=== Begin Enclosure ===

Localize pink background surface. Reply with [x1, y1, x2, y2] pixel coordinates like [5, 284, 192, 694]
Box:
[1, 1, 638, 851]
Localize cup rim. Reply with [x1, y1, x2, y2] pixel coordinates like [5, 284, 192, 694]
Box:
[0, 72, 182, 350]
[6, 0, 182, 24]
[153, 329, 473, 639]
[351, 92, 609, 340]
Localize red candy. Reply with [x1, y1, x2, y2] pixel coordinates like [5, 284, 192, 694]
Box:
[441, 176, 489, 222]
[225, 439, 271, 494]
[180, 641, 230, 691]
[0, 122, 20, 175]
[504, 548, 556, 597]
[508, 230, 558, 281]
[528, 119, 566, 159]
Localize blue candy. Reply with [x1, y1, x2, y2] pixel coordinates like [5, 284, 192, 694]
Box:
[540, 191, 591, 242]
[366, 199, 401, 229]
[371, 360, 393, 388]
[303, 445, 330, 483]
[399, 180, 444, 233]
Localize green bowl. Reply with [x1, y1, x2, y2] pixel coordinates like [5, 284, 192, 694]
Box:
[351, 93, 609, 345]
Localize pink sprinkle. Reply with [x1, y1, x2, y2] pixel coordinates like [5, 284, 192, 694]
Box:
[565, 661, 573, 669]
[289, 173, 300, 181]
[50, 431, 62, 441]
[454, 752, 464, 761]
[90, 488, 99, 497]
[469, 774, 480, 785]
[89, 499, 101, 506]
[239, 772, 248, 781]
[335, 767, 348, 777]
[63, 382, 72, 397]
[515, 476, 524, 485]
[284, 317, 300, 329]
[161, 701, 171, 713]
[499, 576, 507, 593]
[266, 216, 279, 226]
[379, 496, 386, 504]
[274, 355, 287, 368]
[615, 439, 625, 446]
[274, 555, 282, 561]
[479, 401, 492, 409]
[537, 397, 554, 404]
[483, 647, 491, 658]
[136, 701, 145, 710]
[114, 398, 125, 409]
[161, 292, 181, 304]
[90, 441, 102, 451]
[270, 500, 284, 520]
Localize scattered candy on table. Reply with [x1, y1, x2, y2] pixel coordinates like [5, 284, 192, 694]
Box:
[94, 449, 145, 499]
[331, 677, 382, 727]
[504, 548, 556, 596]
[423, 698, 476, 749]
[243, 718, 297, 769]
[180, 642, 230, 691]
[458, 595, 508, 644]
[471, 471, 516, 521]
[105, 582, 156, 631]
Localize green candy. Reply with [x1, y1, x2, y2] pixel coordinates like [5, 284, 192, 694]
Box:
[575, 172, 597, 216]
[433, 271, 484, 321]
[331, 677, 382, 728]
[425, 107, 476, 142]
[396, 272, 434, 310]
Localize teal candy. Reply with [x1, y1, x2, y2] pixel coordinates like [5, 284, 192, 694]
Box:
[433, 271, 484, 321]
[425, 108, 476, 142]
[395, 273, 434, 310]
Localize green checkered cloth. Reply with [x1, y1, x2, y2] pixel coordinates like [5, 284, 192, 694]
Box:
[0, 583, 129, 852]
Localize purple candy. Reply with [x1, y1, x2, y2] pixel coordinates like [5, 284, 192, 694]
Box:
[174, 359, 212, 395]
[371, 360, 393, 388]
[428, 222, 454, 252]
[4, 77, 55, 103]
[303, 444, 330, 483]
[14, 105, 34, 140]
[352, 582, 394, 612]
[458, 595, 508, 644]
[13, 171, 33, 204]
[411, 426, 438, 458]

=== End Enclosure ===

> _Exercise aim_: Every line in the data that holds the string "green" should be returned.

> _Written response_:
Localize green bowl. Reply with [x1, y1, x2, y2] pixel coordinates like [5, 284, 192, 694]
Localize green candy. Reply with [x1, y1, x2, y2] pixel coordinates like [5, 284, 192, 694]
Localize green checkered cloth. Reply with [x1, y1, x2, y2] pixel coordinates like [5, 284, 192, 694]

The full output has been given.